• **Required actions**:
1 – Return everything from "Walker and Kasich, red" down to "in the week." in the news article about GOP hopefuls meeting donors in Las Vegas.
2 – Answer these questions using the news article about GOP hopefuls meeting donors in Las Vegas:
(a) Which organization held the annual spring leadership meeting?
(b) Which former Florida governor attended the summit earlier in the week?
(c) At what conference did Rick Santorum take a swipe at Christie?
3 – Extend the news article about GOP hopefuls meeting donors in Las Vegas, picking up after its final sentence.

• **Text shown**:
GOP 2016 hopefuls address big donors in Vegas
March 29th, 2014
08:19 PM ET
9 months ago

GOP 2016 hopefuls address big donors in Vegas

(CNN) - They may have their sights set on the White House, but Saturday they were in Sin City, talking up donation high rollers.

Several GOP leaders spoke at the Republican Jewish Coalition's annual spring leadership meeting in Las Vegas, where some of the party's most influential donors and fundraisers meet to talk politics and policy.

 

The crowd drew big political names, many of whom are potential contenders for the presidential nomination in 2016: New Jersey Gov. Chris Christie, Wisconsin Gov. Scott Walker and Ohio Gov. John Kasich.

Walker and Kasich, red governors in battleground states that voted for President Barack Obama last cycle, were received warmly, but it was Christie who appeared to have captured the audience's hearts, minds and, potentially, pocketbooks.

One of the biggest pocketbooks there belongs to prominent Republican donor and billionaire casino owner Sheldon Adelson.

Adelson, who has spent tens of millions of dollars supporting conservative candidates, met privately with all the presidential contenders, a source told CNN, including former Florida Gov. Jeb Bush, who was at the summit earlier in the week.

Fresh off a scandal that has shaken up his administration, welcomed with a standing ovation, Christie came out swinging, positioning himself as a leader who can win on the national stage.

"As Republicans, you might be interested, once again, in winning elections. I know I am - and see, I'm not in this business to have an academic conversation. I am not in this business to win the argument. I am in this business to win elections. And here's why: Because when we win elections, we get a chance to govern," he said.

While his political ambitions have been bruised by the so-called “Bridgegate,” Christie was quick to point out what he learned from the experience.

“It’s about me being a lot more questioning about things that are going on, not to just trust based upon long-term relationships or past performances, and it’s about sending very clear signals… to not only the people who you serve, but to the people who serve with you, that certain conduct and actions are acceptable and certain are completely unacceptable,” he said.

Christie and some other 2016 contenders have exchanged barbs. Former Pennsylvania Sen. Rick Santorum took a not-so-veiled swipe at Christie at the Conservative Political Action Committee conference this year, saying principles were more important than wins.

Christie has made clear he disagrees, arguing he is a decisive leader who can get things done. That kind of leadership is missing in America today, especially at the White House, he says.

• **Data provided**:
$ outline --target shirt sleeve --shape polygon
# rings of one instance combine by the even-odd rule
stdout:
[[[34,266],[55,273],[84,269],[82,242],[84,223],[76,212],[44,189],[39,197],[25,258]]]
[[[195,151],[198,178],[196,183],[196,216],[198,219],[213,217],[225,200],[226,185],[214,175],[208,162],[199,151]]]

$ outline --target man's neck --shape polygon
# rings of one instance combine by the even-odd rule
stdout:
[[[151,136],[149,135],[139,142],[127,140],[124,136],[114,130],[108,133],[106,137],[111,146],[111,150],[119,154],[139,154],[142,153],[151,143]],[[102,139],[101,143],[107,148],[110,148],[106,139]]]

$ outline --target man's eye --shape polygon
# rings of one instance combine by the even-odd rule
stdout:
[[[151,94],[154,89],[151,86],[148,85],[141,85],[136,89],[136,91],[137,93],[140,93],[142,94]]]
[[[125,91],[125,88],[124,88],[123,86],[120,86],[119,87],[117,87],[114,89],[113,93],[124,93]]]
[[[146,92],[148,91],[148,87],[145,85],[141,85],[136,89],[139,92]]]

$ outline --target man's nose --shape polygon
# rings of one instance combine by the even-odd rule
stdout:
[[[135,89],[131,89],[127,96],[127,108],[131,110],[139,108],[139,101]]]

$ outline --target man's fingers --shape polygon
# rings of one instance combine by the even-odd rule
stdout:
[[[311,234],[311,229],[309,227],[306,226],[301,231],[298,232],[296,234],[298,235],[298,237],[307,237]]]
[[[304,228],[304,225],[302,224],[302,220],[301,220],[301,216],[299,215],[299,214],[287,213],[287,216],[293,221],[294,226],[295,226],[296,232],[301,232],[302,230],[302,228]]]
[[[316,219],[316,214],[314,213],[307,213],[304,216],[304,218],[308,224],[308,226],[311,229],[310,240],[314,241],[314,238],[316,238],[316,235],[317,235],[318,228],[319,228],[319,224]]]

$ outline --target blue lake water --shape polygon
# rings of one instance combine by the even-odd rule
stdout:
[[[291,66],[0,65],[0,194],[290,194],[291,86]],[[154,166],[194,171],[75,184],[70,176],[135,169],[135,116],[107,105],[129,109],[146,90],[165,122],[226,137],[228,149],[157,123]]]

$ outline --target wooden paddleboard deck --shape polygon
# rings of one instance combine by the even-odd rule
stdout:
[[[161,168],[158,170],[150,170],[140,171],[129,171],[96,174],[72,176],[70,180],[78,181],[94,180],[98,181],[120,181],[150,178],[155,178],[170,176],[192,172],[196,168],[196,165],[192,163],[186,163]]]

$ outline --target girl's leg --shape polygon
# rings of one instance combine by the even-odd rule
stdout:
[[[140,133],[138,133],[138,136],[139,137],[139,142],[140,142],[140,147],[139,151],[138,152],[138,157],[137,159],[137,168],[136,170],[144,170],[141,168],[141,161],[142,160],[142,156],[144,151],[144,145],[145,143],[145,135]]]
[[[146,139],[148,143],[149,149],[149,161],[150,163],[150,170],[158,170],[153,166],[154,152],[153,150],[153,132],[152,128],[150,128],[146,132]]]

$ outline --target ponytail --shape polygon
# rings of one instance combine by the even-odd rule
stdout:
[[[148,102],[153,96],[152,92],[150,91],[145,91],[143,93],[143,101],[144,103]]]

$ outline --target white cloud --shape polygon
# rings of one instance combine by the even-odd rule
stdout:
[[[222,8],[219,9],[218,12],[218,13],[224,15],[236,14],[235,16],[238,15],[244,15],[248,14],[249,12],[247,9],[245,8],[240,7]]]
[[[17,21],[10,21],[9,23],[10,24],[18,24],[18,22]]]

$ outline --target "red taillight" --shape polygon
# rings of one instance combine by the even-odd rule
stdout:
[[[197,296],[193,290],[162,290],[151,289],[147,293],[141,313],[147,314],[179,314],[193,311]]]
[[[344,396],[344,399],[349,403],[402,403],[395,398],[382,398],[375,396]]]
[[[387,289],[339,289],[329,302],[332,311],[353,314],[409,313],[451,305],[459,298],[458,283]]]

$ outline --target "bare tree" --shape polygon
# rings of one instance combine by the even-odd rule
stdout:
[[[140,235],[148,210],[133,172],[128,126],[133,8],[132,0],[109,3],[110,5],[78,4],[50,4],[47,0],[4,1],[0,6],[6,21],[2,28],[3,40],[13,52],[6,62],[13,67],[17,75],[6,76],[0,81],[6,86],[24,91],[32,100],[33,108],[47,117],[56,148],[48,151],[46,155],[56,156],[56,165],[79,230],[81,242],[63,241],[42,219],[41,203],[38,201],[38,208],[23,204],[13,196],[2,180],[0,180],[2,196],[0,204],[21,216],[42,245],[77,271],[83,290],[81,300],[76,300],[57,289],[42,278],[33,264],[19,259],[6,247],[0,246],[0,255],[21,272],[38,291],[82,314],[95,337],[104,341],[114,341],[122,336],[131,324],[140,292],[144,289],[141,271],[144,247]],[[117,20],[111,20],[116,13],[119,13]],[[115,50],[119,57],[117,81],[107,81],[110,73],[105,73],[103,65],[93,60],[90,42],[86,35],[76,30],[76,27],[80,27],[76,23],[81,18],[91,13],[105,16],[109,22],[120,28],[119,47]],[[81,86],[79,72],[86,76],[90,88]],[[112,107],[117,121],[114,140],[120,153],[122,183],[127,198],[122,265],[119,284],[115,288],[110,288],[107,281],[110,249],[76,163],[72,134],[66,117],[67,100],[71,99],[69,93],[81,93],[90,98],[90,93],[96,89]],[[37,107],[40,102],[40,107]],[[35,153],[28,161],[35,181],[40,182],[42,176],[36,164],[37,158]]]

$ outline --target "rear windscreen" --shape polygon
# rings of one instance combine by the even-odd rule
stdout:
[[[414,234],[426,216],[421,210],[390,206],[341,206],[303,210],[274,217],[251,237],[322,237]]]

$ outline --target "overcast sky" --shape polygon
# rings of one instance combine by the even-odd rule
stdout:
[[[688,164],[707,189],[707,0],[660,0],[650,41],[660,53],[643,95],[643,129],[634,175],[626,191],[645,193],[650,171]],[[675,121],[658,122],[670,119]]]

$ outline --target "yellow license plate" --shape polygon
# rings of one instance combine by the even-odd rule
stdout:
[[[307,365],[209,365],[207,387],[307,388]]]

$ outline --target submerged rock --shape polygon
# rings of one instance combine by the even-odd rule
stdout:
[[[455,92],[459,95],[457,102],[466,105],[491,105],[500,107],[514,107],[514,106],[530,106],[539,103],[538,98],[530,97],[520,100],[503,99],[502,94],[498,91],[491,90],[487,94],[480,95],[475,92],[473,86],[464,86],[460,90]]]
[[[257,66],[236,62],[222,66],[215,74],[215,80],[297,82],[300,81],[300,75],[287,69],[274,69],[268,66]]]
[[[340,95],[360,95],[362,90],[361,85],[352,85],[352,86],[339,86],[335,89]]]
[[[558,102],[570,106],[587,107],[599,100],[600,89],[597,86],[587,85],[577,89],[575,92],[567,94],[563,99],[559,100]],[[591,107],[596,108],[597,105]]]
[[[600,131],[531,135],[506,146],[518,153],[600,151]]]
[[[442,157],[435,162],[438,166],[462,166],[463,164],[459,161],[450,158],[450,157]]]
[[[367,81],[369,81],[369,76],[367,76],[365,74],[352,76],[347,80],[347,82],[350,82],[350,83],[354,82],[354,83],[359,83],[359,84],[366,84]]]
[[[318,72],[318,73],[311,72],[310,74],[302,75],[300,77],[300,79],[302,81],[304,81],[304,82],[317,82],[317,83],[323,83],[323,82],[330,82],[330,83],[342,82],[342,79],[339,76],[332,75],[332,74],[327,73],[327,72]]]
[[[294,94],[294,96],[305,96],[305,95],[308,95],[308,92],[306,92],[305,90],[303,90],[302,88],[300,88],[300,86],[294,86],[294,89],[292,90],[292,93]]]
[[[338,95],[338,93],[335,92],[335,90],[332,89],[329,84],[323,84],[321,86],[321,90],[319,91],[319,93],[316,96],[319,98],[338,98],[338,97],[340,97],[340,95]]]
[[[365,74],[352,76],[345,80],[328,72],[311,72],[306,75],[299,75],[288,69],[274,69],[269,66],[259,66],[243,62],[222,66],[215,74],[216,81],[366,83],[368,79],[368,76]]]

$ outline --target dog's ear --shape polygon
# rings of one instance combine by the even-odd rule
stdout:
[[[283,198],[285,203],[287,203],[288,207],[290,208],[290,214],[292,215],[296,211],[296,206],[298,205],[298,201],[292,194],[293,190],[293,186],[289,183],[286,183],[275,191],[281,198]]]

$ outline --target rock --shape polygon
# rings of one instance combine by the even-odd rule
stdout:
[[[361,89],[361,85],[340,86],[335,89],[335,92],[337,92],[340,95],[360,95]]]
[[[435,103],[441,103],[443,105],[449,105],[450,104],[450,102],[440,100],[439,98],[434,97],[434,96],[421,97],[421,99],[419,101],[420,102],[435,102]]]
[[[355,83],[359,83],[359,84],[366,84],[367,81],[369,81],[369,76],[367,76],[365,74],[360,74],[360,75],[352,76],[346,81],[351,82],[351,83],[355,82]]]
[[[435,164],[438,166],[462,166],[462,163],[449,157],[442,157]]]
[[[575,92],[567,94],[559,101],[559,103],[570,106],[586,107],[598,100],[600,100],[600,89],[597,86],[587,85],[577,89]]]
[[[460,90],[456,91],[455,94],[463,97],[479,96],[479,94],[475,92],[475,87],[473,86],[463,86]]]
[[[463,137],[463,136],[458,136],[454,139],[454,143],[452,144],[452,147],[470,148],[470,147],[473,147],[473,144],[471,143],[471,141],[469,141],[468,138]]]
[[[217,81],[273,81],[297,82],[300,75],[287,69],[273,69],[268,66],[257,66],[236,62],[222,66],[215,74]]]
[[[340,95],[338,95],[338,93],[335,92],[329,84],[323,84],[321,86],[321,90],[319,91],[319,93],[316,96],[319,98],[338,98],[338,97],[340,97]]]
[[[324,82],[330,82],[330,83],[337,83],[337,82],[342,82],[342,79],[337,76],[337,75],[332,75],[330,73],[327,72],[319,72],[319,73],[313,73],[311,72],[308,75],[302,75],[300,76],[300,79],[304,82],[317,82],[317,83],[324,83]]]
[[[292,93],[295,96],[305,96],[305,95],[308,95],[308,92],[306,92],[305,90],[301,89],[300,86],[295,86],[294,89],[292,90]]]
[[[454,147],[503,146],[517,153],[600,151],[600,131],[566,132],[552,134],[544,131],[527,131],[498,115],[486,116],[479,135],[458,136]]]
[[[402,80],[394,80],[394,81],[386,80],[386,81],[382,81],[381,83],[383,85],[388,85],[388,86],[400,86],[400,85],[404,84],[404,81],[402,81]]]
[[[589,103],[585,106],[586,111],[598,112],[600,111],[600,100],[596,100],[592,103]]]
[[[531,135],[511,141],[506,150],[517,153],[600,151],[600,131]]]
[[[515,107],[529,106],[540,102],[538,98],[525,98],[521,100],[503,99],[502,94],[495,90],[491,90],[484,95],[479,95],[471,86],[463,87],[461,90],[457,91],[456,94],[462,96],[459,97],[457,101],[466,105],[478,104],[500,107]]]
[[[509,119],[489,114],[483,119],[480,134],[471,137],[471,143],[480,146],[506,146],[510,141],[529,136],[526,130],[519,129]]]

• **Task-by-task outputs**:
1 –
Walker and Kasich, red governors in battleground states that voted for President Barack Obama last cycle, were received warmly, but it was Christie who appeared to have captured the audience's hearts, minds and, potentially, pocketbooks.

One of the biggest pocketbooks there belongs to prominent Republican donor and billionaire casino owner Sheldon Adelson.

Adelson, who has spent tens of millions of dollars supporting conservative candidates, met privately with all the presidential contenders, a source told CNN, including former Florida Gov. Jeb Bush, who was at the summit earlier in the week.

2 –
(a) The Republican Jewish Coalition
(b) Jeb Bush
(c) The Conservative Political Action Committee conference

3 –
"When I say something, I mean it - and I am willing to do difficult things that will be perceived differently by some, and maybe even poorly by some. But if I believe it in my heart, and I believe it's what the people I lead need, then I'm going to do it without care or concern for the consequence," he said.

"In New Jersey, no one has to wonder whether I'm for them or against them. There's never really a cloud of indecision around what I say and what I do," he added later.

Christie's address focused mainly on that idea of leadership as well as domestic issues, but he dipped into foreign policy toward the end, especially when asked about his April 2012 trip to Israel.

It was while reflecting on how "overwhelming" and "extraordinary" that trip was that he caused a bit of a stir, using two words that some in the largely Jewish, pro-Israel audience took offense to.

"I took a helicopter ride from the occupied territories across and just felt personally how extraordinary that was to understand, the military risk that Israel faces every day," he said.

In response, there were some “audible murmurs” in the crowd, according to Time magazine’s Zeke Miller who was in the room.

The term "occupied territories" is a cause of dispute and controversy. Palestinians, along with the United Nations, consider the West Bank to be Palestinian, but under military occupation by Israel. Israel says that the land is "disputed," arguing the Palestinians do not have a legitimate claim to all of it.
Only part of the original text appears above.